DATA FOR THE TASK:

[START]

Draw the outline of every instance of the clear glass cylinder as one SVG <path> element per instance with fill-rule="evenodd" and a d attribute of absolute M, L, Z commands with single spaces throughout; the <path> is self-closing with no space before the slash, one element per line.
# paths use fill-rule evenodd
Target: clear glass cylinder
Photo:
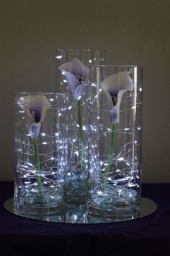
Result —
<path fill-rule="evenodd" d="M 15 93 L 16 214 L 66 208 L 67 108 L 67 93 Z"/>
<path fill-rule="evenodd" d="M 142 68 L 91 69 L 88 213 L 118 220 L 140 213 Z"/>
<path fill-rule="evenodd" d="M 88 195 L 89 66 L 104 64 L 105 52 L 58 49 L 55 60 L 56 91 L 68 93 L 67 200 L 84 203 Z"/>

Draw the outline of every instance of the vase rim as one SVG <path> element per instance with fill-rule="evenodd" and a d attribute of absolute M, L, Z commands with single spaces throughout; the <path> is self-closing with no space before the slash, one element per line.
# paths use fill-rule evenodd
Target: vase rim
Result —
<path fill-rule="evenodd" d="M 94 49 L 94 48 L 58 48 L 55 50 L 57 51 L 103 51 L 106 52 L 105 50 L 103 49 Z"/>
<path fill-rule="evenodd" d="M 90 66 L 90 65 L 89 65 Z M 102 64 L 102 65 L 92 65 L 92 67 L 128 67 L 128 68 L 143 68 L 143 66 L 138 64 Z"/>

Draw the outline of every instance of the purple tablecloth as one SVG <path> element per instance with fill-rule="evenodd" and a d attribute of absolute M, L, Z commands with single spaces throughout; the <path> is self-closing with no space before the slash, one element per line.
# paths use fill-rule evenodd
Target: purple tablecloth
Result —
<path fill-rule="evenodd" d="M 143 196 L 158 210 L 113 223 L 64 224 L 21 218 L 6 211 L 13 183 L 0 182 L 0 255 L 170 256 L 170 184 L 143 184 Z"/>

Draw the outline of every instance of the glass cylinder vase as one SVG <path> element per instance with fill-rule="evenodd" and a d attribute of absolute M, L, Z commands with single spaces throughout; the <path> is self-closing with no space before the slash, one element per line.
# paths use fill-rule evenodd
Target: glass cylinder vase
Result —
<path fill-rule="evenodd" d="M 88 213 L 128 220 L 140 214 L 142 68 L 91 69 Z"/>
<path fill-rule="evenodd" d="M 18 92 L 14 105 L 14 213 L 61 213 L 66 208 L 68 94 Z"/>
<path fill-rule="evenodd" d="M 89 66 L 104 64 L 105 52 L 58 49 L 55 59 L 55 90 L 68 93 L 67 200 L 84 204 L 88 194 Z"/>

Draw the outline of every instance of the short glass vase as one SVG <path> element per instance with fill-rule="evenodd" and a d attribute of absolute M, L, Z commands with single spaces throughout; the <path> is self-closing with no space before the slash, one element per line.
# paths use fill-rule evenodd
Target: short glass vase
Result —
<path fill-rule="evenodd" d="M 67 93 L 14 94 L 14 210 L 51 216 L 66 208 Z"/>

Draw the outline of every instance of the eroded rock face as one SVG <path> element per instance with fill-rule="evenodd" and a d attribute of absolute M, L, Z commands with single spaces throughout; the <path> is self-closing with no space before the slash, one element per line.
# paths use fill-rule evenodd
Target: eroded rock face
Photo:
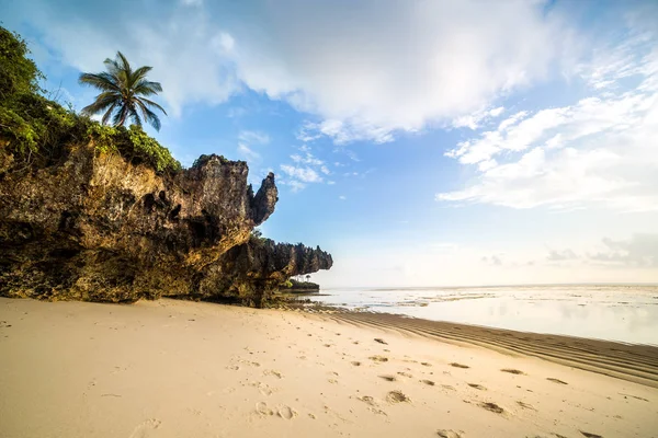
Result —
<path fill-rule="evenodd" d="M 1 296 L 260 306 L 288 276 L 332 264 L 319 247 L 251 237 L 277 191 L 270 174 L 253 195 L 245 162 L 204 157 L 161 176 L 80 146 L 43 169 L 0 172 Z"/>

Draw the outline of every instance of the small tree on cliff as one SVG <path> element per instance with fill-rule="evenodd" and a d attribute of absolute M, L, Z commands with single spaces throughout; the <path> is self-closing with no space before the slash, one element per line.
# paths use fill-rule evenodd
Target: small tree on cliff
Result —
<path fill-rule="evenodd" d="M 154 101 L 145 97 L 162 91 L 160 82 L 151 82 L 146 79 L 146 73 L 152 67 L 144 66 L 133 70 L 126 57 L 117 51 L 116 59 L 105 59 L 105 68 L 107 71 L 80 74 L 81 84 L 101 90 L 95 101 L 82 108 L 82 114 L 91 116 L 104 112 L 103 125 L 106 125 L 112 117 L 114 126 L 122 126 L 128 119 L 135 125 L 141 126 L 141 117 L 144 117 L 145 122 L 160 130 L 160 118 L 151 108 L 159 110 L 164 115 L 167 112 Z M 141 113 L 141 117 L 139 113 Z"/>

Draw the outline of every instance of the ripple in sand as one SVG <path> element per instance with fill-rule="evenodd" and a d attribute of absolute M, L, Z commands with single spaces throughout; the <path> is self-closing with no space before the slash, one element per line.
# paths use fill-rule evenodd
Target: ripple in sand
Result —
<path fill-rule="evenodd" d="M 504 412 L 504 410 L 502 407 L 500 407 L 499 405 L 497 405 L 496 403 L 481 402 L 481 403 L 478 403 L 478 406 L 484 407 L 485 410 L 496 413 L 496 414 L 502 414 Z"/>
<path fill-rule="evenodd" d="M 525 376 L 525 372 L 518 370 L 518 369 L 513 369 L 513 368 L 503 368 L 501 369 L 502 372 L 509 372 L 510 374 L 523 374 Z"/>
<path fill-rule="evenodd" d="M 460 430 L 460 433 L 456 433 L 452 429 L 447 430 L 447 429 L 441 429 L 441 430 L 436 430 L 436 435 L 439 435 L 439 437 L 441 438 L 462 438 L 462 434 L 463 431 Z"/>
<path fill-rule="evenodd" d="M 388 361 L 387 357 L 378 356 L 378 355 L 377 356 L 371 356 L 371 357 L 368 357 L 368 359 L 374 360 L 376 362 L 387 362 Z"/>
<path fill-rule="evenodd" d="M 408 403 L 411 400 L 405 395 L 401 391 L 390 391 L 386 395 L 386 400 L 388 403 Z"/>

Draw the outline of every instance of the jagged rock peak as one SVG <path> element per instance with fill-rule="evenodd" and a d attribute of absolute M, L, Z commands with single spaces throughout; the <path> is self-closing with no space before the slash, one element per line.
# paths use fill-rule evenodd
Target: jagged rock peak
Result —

[END]

Identify each line in the data above that contains the word "jagged", and copy every such line in full.

RESULT FOR THIS TASK:
Draw the outline of every instance of the jagged rock peak as one SVG <path> element per instance with fill-rule="evenodd" and a d attribute of absolute M, L, Z commands with single spaces throughout; the <path> is self-closing with no space before the slash, one element per line.
Target: jagged rock peak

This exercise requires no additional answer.